━━━ Text shown

Appeals Court Reverses Awful Decision Finding That Holding Up A Sign Telling Drivers There Are Cops Ahead Is Not Free Speech

from the obviously-it's-expressive dept

Officer Richard Gasparino of the Stamford, Connecticut police department couldn’t stand to have his “revenue diverted.” So, he arrested Michael Friend for the imaginary crime of holding up a sign warning motorists there was a sting operation in progress further up the road.

The officer claimed Friend was “interfering with a police investigation” despite there being no real investigation, but rather some opportunistic officers sitting in squad cars hoping to catch “distracted” drivers. He also seized Friend’s phone and prevented him from recording his interaction with the officer under the theory the recording would be used to make a “false claim of physical abuse.”

Then he took Friend to jail, managed to get his bail set at $25,000(!!), forcing him to spend a night in jail before the bail commissioner arrived and set it at a much more reasonable $0.

And I’m not paraphrasing the officers who arrested Friend. They told him directly he was “interfering” with their opportunity to make money.

On the ride to the police station, [Officer] Deems told Mr. Friend that he attracted police attention because he was “interfering with our livelihood.”

Deems explained to Mr. Friend that the cellphone sting was operated as an overtime assignment, funded by a federal grant which would require the Stamford police to issue a certain number of tickets in order for the grant to be renewed.

By warning motorists, Deems claimed, Mr. Friend was decreasing the number of tickets that the Stamford employees could issue, and therefore decreasing their chances of earning overtime on a cellphone sting grant in the future.

Somehow, a federal judge saw all of this and came down on the side of the cops. He granted Officer Gasparino’s request for qualified immunity while ruling that holding up a sign warning drivers about a sting operation was not expressive speech. Judge Alfred Covello managed to talk himself around longstanding First Amendment protections clearly established by prior precedent. This would include precedential rulings that have found something as simple as flashing headlights at oncoming motorists (to warn them of police presence) was expressive enough to be considered protected speech.

Although Friend states that he “objected to the way [police] were issuing tickets, nowhere does Friend state how such issuance was unlawful or improper. While he makes reference to the procedure by which Gasparino stood behind a column” and “radio[ed] ahead to his colleagues whenever he alleged a driver to have been using a cell phone,” he never discusses how this procedure was unfair to individuals driving by or was a deviation from normal police procedure. His signs did not discuss a topic or express his opinion on it. The court agrees with Gasparino that Friend’s speech was “of little, if any, public concern.

Just completely wrong on so many levels. Fortunately, this decision has been reversed by the Second Circuit Appeals Court. In a decision [PDF] handed down late last month, the Appeals Court strips immunity from Officer Gasparino while stating affirmatively that, of course, this is clearly protected expression and the underlying issue has been clearly settled for some time. (h/t Clearly Established, whose periodic [and invaluable] roundup of court decisions alerted me to a opinion I missed when it was first published)

The decision contains this fun bit of information, in which the prosecutor sided wholeheartedly with Friend and his “cops ahead” signs.

At Friend’s hearing, the state’s attorney entered a nolle prosequi and stated to the court that Friend had in fact “helped the police.” The prosecutor explained that “Friend actually was helping the police do a better job than they anticipated because when [drivers] saw the signs, they got off their cell phones.” The misdemeanor interference charge was dismissed.

━━━━━━

[Task] In the article above about the Stamford sign arrest, rewrite the part starting at "Somehow, a federal" and ending at "considered protected speech.", switching "oncoming motorists" to "approaching drivers".

━━━ Supplied information

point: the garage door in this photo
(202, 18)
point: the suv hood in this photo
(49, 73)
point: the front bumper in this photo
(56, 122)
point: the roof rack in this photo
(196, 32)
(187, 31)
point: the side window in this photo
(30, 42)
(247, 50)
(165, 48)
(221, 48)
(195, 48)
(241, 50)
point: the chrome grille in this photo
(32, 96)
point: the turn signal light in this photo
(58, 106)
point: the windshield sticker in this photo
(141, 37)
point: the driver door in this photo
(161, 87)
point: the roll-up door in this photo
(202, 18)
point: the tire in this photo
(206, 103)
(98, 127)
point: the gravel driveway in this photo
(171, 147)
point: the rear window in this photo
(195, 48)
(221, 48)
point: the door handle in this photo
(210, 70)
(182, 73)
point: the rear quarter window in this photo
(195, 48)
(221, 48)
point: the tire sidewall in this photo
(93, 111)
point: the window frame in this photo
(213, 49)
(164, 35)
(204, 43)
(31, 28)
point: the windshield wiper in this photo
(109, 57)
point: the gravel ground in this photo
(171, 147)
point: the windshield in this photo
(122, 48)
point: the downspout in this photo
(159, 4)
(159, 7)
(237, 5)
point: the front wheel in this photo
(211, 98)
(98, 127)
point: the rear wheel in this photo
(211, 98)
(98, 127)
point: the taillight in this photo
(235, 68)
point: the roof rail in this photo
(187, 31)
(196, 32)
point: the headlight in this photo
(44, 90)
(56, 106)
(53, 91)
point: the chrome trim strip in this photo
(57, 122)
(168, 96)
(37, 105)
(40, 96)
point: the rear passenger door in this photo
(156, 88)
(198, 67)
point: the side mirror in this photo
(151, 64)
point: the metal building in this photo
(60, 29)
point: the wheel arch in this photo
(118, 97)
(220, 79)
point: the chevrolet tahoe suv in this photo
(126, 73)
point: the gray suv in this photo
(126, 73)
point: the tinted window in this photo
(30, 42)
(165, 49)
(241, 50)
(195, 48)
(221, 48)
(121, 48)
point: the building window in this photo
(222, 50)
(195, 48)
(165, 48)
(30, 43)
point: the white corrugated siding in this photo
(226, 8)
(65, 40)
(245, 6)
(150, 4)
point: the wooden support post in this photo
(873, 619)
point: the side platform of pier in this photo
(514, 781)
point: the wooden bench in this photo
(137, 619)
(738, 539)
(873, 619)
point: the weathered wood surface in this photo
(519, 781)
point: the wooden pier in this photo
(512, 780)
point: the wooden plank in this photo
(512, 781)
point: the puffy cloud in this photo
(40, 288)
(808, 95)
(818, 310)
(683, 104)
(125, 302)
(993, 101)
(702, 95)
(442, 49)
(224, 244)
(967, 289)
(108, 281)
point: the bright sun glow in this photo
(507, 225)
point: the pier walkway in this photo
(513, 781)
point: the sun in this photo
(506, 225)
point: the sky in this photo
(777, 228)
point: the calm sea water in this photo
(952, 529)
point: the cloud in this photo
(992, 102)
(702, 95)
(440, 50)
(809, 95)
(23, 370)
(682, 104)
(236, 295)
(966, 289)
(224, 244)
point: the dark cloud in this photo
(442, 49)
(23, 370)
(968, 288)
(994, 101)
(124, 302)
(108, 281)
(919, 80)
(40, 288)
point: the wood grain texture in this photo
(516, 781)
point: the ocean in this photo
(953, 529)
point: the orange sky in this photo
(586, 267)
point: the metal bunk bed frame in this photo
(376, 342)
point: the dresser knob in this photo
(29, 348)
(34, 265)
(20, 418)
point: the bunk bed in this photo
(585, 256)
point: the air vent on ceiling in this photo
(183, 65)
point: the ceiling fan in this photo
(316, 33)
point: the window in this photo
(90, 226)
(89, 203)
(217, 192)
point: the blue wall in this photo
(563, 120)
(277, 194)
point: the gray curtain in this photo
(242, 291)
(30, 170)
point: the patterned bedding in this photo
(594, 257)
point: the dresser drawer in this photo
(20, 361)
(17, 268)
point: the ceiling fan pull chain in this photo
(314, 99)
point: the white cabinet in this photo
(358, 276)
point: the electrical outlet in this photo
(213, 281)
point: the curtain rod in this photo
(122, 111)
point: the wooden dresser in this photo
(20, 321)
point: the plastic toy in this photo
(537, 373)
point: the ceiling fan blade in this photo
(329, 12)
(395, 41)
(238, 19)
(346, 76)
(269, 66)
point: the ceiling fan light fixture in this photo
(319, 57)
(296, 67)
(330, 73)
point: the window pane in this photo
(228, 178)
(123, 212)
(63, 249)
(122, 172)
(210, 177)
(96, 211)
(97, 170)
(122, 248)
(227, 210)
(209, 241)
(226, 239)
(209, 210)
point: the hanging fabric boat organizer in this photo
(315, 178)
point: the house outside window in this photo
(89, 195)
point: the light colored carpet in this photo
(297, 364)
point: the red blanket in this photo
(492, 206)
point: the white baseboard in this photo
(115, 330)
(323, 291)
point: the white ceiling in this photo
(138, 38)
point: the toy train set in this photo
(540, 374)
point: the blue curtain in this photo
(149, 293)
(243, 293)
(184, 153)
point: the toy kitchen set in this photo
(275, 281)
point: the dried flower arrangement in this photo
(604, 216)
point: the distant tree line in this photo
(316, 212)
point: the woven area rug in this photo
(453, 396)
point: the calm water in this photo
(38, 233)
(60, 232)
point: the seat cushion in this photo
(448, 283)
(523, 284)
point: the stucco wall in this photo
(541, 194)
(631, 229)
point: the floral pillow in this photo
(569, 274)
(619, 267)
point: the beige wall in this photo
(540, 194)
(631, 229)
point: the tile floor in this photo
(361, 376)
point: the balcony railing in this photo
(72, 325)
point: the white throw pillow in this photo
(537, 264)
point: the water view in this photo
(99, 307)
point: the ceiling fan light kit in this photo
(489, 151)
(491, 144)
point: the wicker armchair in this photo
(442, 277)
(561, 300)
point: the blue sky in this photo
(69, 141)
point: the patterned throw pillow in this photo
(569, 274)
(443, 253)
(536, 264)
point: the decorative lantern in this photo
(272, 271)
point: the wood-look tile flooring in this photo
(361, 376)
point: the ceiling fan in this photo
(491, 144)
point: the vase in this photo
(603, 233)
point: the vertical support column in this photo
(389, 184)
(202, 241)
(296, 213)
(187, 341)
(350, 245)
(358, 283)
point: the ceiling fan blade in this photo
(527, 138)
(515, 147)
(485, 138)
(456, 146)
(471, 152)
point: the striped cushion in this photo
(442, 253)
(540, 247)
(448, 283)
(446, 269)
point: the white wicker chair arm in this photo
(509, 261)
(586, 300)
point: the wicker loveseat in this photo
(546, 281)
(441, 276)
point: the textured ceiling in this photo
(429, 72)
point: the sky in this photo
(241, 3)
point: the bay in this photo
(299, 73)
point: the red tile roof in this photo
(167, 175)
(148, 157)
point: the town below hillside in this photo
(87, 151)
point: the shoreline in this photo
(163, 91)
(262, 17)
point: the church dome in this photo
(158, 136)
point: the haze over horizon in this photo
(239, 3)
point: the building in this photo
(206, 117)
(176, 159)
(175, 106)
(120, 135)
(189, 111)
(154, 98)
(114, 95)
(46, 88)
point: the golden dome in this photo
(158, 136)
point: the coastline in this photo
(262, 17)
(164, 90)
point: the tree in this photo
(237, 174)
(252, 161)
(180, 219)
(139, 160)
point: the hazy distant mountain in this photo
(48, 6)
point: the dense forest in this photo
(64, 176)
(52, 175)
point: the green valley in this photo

━━━━━━

[Solved exercise]
Somehow, a federal judge saw all of this and came down on the side of the cops. He granted Officer Gasparino’s request for qualified immunity while ruling that holding up a sign warning drivers about a sting operation was not expressive speech. Judge Alfred Covello managed to talk himself around longstanding First Amendment protections clearly established by prior precedent. This would include precedential rulings that have found something as simple as flashing headlights at approaching drivers (to warn them of police presence) was expressive enough to be considered protected speech.